▶ _YOUR OBJECTIVE_:
Return each line of the records below that contains the word "white", copying every such line without changes.

** BEGIN RECORDS SHOWN **

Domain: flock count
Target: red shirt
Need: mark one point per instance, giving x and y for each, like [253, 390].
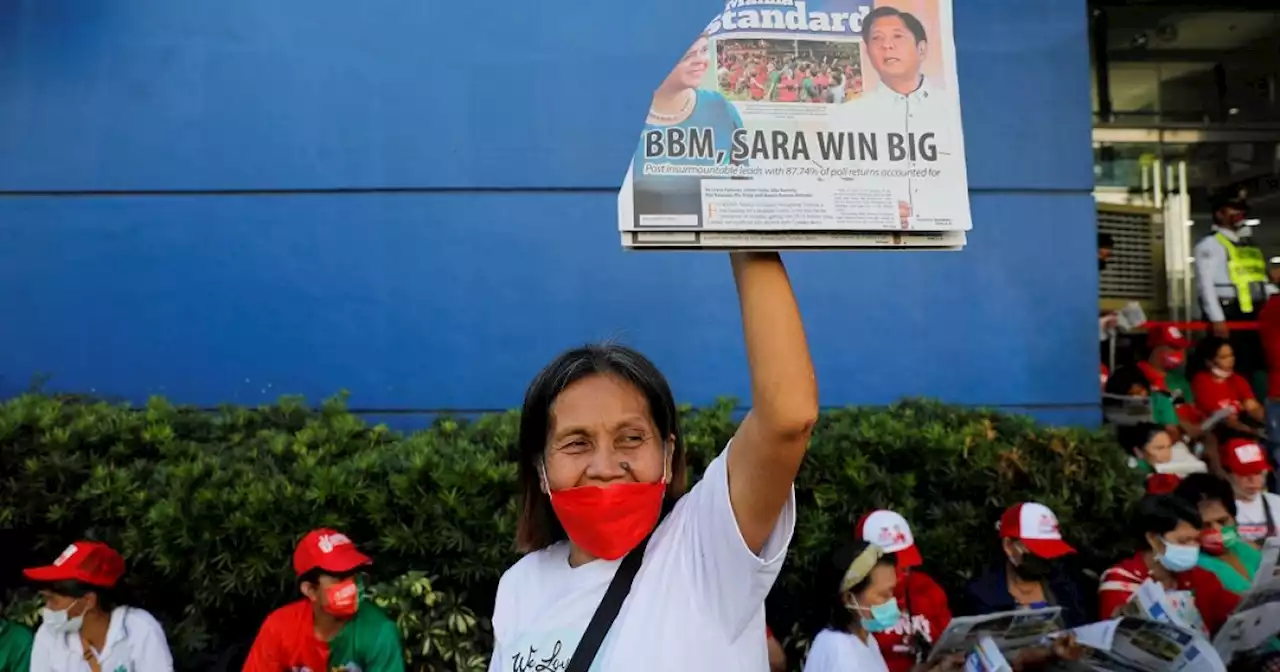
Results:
[287, 641]
[1212, 393]
[929, 617]
[1214, 602]
[1269, 332]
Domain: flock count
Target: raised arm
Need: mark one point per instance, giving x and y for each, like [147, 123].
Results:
[771, 442]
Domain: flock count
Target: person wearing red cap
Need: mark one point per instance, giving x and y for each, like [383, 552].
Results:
[1029, 575]
[920, 599]
[1257, 510]
[1168, 353]
[83, 627]
[1169, 530]
[330, 627]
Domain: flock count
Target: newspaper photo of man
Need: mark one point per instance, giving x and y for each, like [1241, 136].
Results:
[681, 105]
[904, 99]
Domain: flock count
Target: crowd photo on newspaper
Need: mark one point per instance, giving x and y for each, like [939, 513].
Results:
[784, 126]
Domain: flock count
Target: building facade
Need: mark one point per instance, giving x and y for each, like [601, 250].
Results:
[415, 202]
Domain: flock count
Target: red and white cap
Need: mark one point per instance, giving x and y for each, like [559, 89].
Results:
[1169, 336]
[87, 562]
[328, 551]
[1036, 526]
[1244, 457]
[890, 531]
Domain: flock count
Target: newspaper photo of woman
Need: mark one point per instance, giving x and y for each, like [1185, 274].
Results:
[681, 104]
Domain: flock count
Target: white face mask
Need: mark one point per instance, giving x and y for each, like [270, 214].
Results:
[60, 622]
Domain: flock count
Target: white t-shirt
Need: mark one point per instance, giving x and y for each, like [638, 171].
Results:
[1251, 517]
[135, 643]
[842, 652]
[696, 603]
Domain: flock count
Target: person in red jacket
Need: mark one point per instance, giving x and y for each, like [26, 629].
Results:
[1170, 530]
[922, 600]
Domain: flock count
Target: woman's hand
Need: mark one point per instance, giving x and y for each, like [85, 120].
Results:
[1065, 648]
[771, 442]
[950, 662]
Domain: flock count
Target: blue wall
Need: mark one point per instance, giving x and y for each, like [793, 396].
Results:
[227, 201]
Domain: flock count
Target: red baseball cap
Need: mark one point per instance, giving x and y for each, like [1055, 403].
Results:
[1244, 457]
[1036, 526]
[88, 562]
[1170, 336]
[329, 551]
[890, 531]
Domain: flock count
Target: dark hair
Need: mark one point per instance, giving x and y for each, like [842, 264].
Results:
[1136, 437]
[1205, 352]
[538, 526]
[108, 598]
[840, 616]
[1197, 488]
[1125, 378]
[908, 19]
[1161, 513]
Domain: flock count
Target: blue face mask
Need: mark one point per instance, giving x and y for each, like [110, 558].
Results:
[883, 617]
[1178, 557]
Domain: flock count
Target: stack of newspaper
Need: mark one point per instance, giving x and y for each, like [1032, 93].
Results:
[781, 127]
[1253, 629]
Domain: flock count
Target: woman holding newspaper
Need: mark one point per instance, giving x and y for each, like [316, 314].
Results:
[863, 606]
[617, 571]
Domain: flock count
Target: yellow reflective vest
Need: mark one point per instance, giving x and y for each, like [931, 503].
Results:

** END RECORDS SHOWN **

▶ _EXERCISE OUTPUT_:
Target: red and white cap
Target: white face mask
Target: white t-shirt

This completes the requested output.